#### BRIEF:
Quote the records that follow in full, leaving the pictures out.

[Data extracted from a collection]
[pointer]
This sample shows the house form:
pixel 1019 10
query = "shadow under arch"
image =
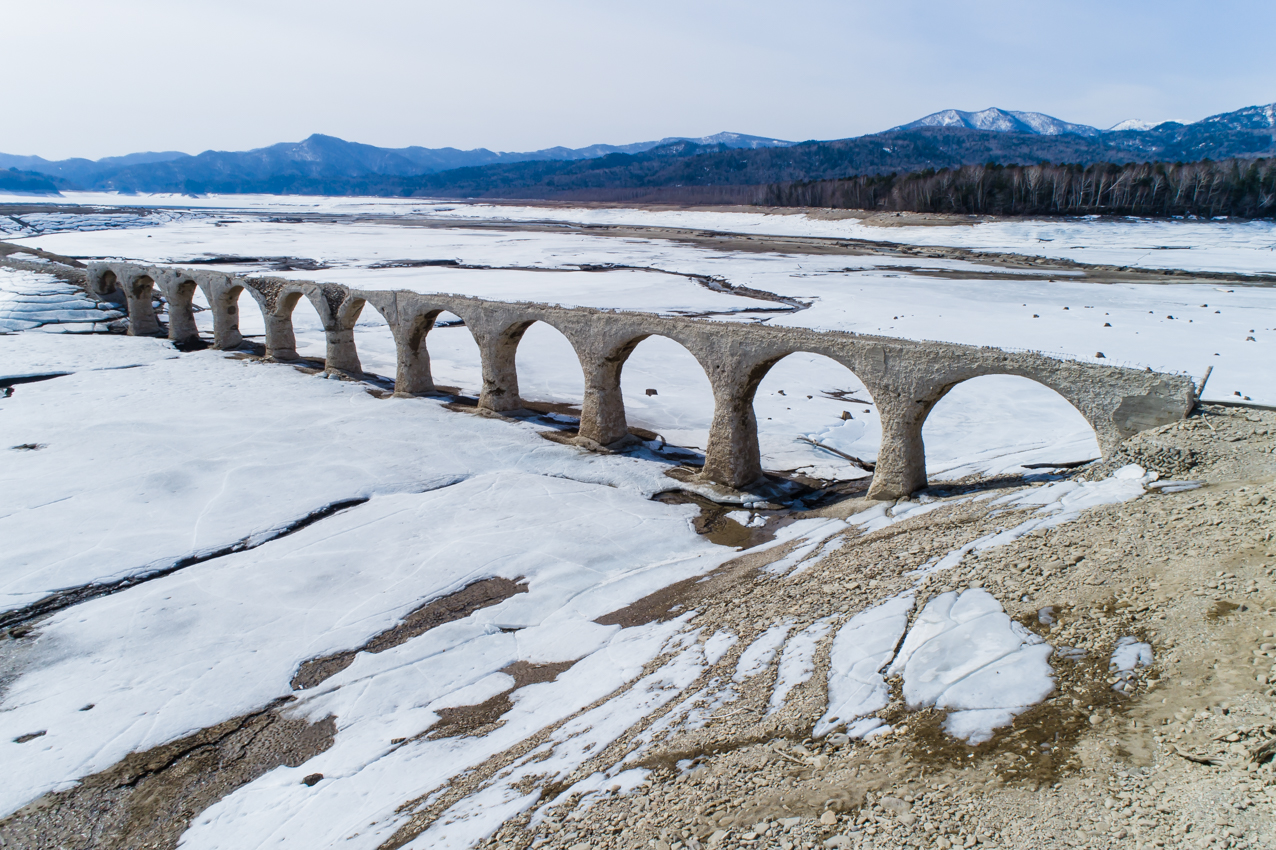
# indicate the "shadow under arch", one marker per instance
pixel 549 370
pixel 995 423
pixel 665 393
pixel 814 416
pixel 139 294
pixel 498 346
pixel 291 335
pixel 422 355
pixel 181 313
pixel 371 336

#### ANSWER SPACE:
[pointer]
This sample shows the house form:
pixel 1019 10
query = "shadow under arch"
image =
# indicate the "shadow under arch", one marker per instance
pixel 549 370
pixel 995 423
pixel 665 393
pixel 814 416
pixel 139 294
pixel 498 346
pixel 291 335
pixel 422 355
pixel 181 313
pixel 371 336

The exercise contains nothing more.